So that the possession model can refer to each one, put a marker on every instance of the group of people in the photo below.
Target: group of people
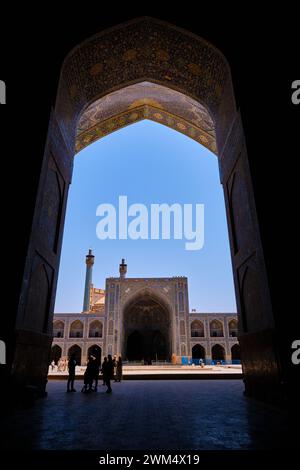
(111, 369)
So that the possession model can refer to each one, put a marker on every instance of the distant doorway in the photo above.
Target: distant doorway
(95, 351)
(147, 330)
(218, 353)
(76, 350)
(56, 353)
(198, 352)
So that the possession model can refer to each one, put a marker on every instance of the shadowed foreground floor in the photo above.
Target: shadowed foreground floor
(148, 415)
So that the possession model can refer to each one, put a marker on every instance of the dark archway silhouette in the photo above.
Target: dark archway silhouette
(236, 353)
(218, 353)
(93, 70)
(135, 347)
(198, 352)
(96, 351)
(75, 349)
(56, 353)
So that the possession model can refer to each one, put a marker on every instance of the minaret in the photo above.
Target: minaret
(123, 269)
(88, 280)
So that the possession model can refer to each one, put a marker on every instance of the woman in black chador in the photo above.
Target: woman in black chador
(108, 372)
(71, 378)
(89, 374)
(119, 370)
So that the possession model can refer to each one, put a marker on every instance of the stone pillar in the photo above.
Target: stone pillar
(88, 280)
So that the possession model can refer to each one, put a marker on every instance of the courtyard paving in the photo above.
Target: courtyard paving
(148, 415)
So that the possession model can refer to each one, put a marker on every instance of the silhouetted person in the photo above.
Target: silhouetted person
(119, 370)
(89, 374)
(108, 373)
(71, 368)
(103, 368)
(96, 372)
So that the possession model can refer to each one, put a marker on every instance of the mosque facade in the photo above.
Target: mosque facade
(143, 320)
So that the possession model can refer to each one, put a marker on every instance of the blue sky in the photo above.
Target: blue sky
(149, 163)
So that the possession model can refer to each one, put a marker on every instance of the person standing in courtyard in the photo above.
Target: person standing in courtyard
(71, 378)
(108, 373)
(119, 370)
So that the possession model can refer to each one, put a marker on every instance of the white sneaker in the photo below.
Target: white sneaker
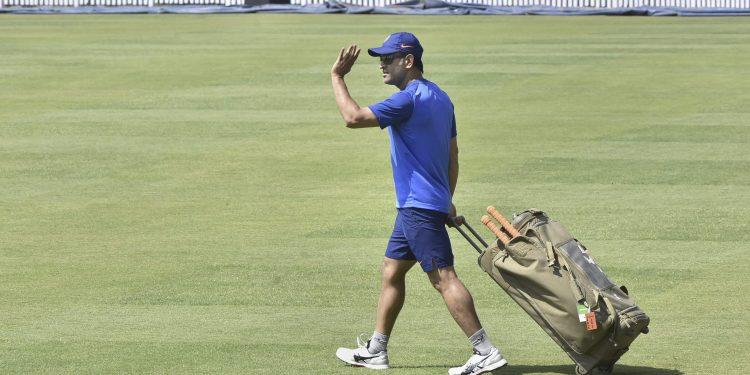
(479, 364)
(362, 357)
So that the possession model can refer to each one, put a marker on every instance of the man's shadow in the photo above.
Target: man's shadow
(567, 370)
(571, 369)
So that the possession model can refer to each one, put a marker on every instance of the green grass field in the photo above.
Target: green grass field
(179, 193)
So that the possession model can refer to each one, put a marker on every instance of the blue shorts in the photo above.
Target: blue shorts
(420, 235)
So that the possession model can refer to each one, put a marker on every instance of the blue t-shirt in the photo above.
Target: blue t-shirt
(420, 123)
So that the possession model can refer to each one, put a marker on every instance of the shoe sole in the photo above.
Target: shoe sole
(494, 367)
(360, 364)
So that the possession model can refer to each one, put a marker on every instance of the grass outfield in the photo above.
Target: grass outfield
(179, 194)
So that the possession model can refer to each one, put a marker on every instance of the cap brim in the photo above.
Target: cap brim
(381, 51)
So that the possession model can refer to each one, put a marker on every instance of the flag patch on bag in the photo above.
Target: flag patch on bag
(591, 321)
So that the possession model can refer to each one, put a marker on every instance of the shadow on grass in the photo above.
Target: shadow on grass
(562, 369)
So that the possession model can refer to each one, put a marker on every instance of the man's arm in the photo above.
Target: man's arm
(353, 114)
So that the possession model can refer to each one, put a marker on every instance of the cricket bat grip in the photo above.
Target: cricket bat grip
(503, 221)
(495, 230)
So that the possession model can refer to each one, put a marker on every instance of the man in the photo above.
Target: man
(424, 158)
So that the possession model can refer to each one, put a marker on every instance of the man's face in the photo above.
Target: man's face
(393, 67)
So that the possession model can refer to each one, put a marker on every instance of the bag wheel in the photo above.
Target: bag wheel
(601, 369)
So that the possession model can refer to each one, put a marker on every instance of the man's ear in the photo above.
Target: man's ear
(409, 61)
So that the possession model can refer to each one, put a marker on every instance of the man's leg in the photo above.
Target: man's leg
(457, 298)
(460, 304)
(392, 293)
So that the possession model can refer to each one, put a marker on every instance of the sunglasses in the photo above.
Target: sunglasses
(388, 59)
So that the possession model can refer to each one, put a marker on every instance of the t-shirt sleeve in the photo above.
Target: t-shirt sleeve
(453, 127)
(393, 111)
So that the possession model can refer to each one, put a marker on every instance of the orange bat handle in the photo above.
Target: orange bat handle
(504, 222)
(494, 229)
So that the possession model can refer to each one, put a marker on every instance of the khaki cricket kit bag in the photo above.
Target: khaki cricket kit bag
(554, 279)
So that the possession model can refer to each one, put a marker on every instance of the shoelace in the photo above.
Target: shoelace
(365, 342)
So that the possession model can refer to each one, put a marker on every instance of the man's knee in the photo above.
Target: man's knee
(443, 279)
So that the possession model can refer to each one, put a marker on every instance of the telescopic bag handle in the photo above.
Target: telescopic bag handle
(457, 221)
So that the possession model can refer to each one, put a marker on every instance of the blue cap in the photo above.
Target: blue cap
(399, 43)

▸ Activity
Where a line above holds the string "below", copy that line.

▸ Exercise answer
So that the possession model can refer to each one, put a marker on every instance of the group of people in the photo below.
So that the possession model can refer to each one, put a marker on every instance of the white sneaker in the photo below.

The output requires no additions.